**DOCUMENT EXCERPT**
□ □ □ □

3.9. Subsequently, the Second Administrative Reforms Commission submitted its 4th Report on “Ethics in Governance” in 2007, wherein in paragraphs 7.1 and 7.2, it was recorded as under:
“7.1 The raison d’etre of vigilance activity is not to reduce but to enhance the level of managerial efficiency and effectiveness in the organisation. Risk-taking should form part of government functioning. Every loss caused to the organisation, either in pecuniary or nonpecuniary terms, need not necessarily become the subject matter of a vigilance inquiry. One possible test for determining the bona-fides could be whether a person of common prudence working within the ambit of the prescribed rules, regulations and instructions, would have taken the decision in the prevailing circumstances in the commercial/operational interests of the organisation.
7.2 Even more than in government, managerial decision-making in public sector undertakings and day-to-day commercial decisions in public sector banks offers considerable scope for genuine mistakes being committed which could possibly raise questions about the bona fides of the decision-maker. The Central Vigilance Commission has recognized this possibility of genuine commercial decisions going wrong without any motive whatsoever being attached to such decisions…”
Consequently, in paragraph 7.9, the recommendations read as under:
“7.9 Recommendations:
a. Every allegation of corruption received through complaints or from sources cultivated by the investigating agency against a public servant must be examined in depth at the initial stage itself before initiating any enquiry. Every such allegation must be analyzed to assess whether the allegation is specific, whether it is credible and whether it is verifiable. Only when an allegation meets the requirements of these criteria, should it be recommended for verification, and the verification must be taken up after obtaining approval of the competent authority. The levels of competent authorities for authorizing verifications/enquiries must be fixed in the anti-corruption agencies for different levels of suspect officers.
b. In matters relating to allegations of corruption, open enquiries should not be taken up straightaway on the basis of complaints/source information. When verification/secret enquiries are approved, it should be ensured that secrecy of such verifications is maintained and the verifications are done in such a manner that neither the suspect officer nor anybody else comes to know about it. Such secrecy is essential not only to protect the reputation of innocent and honest officials but also to ensure the effectiveness of an open criminal investigation. Such secrecy of verification/enquiry will ensure that in case the allegations are found to be incorrect, the matter can be closed without anyone having come to know of it. The Inquiry/Verification Officers should be in a position to appreciate the sensitivities involved in handling allegations of corruption.
c. The evaluation of the results of verification/enquiries should be done in a competent and just manner. Much injustice can occur due to faulty evaluation of the facts and the evidence collected in support of such facts. Personnel handling this task should not only be competent and honest but also impartial and imbued with a sense of justice.
xxx”
3.10. In the year 2013, an amendment to Section 6A of the DSPE Act, 1946 was sought to be made and a Bill was introduced in that regard. In Subramanian Swamy, this Court struck down Section 6A of the DSPE Act, 1946 by, inter alia, holding that the provision created an impermissible classification based solely on the status of the public servant in Government service (Joint Secretary and above in the Union and certain Public Sector Undertakings (PSUs) Executives), in the matter of initiation of an enquiry/investigation under the provisions of the Act.

□ □ □ □

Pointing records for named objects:
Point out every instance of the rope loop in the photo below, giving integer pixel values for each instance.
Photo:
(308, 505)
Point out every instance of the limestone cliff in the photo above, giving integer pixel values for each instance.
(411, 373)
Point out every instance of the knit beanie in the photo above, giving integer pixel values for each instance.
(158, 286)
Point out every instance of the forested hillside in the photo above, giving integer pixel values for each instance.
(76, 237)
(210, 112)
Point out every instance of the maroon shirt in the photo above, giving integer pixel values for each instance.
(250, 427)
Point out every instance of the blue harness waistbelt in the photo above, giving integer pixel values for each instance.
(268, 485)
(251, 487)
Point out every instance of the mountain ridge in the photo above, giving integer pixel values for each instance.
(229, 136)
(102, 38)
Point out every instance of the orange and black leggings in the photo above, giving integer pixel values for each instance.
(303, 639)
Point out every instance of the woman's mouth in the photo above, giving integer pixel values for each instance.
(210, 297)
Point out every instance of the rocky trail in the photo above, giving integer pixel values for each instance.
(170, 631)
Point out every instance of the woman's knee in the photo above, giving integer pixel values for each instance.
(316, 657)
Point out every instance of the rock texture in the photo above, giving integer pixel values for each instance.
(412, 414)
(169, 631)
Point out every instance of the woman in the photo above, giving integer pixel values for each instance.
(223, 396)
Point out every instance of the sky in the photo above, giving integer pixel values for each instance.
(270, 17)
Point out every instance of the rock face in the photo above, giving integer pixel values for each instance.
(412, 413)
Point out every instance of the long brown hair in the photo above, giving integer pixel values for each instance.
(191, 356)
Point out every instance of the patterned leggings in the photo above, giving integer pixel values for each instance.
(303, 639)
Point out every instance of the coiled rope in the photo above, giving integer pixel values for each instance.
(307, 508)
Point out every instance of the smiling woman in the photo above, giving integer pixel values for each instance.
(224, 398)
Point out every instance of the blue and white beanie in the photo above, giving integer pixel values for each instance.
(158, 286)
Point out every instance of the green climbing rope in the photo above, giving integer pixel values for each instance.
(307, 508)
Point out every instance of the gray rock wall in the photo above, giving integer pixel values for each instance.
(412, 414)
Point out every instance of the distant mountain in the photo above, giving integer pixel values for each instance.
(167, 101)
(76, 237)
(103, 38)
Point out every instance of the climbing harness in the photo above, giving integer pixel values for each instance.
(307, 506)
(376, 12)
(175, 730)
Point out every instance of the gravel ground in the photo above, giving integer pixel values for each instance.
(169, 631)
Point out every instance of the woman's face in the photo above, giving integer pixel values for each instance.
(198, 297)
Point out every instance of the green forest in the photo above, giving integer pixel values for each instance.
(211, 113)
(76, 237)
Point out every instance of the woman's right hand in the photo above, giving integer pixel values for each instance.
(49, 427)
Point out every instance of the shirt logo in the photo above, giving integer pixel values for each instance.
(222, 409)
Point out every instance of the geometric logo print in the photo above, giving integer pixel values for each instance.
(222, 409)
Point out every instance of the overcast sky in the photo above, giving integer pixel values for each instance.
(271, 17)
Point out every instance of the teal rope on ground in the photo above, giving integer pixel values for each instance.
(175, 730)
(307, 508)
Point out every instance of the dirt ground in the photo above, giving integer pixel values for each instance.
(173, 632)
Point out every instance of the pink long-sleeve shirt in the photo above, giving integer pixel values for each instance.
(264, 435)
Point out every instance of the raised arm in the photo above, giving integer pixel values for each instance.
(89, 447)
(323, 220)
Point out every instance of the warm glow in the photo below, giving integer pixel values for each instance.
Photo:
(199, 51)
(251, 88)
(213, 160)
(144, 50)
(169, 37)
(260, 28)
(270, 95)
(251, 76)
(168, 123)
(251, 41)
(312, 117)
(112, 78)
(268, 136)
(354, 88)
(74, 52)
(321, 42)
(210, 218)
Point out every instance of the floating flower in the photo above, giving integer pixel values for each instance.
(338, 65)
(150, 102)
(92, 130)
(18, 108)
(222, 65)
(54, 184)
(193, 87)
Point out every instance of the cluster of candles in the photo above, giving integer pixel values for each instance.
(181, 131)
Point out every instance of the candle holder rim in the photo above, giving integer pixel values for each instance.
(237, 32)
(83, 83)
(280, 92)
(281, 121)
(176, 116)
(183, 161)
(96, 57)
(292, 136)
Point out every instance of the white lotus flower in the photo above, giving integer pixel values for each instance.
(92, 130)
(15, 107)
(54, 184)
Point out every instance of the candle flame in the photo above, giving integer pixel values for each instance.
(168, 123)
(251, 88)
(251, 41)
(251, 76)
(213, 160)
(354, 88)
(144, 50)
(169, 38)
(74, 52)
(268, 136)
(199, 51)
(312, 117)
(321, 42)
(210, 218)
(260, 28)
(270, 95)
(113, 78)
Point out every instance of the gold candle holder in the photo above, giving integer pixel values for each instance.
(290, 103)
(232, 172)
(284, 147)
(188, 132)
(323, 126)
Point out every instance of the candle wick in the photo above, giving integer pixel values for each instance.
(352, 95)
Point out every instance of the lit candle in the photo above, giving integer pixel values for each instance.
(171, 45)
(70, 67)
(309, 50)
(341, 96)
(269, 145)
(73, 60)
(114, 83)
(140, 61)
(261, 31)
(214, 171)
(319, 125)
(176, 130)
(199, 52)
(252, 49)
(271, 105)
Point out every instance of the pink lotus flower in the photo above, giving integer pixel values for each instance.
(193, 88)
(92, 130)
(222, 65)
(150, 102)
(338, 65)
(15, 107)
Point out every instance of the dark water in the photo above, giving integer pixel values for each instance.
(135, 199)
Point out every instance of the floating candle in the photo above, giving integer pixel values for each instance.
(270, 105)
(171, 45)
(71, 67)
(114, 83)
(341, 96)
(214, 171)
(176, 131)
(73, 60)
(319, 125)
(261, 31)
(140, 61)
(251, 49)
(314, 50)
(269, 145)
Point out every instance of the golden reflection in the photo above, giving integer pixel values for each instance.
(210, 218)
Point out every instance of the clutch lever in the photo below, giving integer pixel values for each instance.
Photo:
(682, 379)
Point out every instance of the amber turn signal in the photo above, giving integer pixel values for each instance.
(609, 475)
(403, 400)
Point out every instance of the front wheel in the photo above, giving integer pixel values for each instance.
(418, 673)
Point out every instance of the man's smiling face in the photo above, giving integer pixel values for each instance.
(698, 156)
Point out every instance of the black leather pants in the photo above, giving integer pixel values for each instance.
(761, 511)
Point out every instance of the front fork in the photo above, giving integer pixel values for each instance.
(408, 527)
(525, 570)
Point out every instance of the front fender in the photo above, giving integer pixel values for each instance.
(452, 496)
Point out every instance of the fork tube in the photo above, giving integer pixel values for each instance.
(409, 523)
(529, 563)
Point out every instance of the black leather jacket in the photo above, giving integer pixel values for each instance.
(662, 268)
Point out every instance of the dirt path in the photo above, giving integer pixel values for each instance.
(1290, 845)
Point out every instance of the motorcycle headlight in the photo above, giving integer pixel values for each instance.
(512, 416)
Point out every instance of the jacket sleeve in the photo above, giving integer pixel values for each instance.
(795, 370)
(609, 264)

□ □ □ □

**EXERCISE INSTRUCTIONS**
• 1. Extract the passage of the court excerpt from "3.9. Subsequently, the" to "of the organisation.", unchanged.
• 2. Lay out the listing's lines from the line with "Point out every instance of the front wheel" through the end of the listing as a JSON list of strings, one string per line, omitting blank lines.

**ANSWERS BELOW**
• 1.
3.9. Subsequently, the Second Administrative Reforms Commission submitted its 4th Report on “Ethics in Governance” in 2007, wherein in paragraphs 7.1 and 7.2, it was recorded as under:
“7.1 The raison d’etre of vigilance activity is not to reduce but to enhance the level of managerial efficiency and effectiveness in the organisation. Risk-taking should form part of government functioning. Every loss caused to the organisation, either in pecuniary or nonpecuniary terms, need not necessarily become the subject matter of a vigilance inquiry. One possible test for determining the bona-fides could be whether a person of common prudence working within the ambit of the prescribed rules, regulations and instructions, would have taken the decision in the prevailing circumstances in the commercial/operational interests of the organisation.

• 2.
[
  "Point out every instance of the front wheel in the photo above, giving integer pixel values for each instance.",
  "(418, 673)",
  "Point out every instance of the man's smiling face in the photo above, giving integer pixel values for each instance.",
  "(698, 156)",
  "Point out every instance of the black leather pants in the photo above, giving integer pixel values for each instance.",
  "(761, 511)",
  "Point out every instance of the front fork in the photo above, giving integer pixel values for each instance.",
  "(408, 527)",
  "(525, 570)",
  "Point out every instance of the front fender in the photo above, giving integer pixel values for each instance.",
  "(452, 496)",
  "Point out every instance of the fork tube in the photo above, giving integer pixel values for each instance.",
  "(409, 523)",
  "(529, 563)",
  "Point out every instance of the black leather jacket in the photo above, giving integer pixel values for each instance.",
  "(662, 268)",
  "Point out every instance of the dirt path in the photo above, giving integer pixel values for each instance.",
  "(1290, 845)",
  "Point out every instance of the motorcycle headlight in the photo above, giving integer pixel values for each instance.",
  "(512, 416)",
  "Point out every instance of the jacket sleeve in the photo above, giving integer pixel values for each instance.",
  "(795, 370)",
  "(609, 264)"
]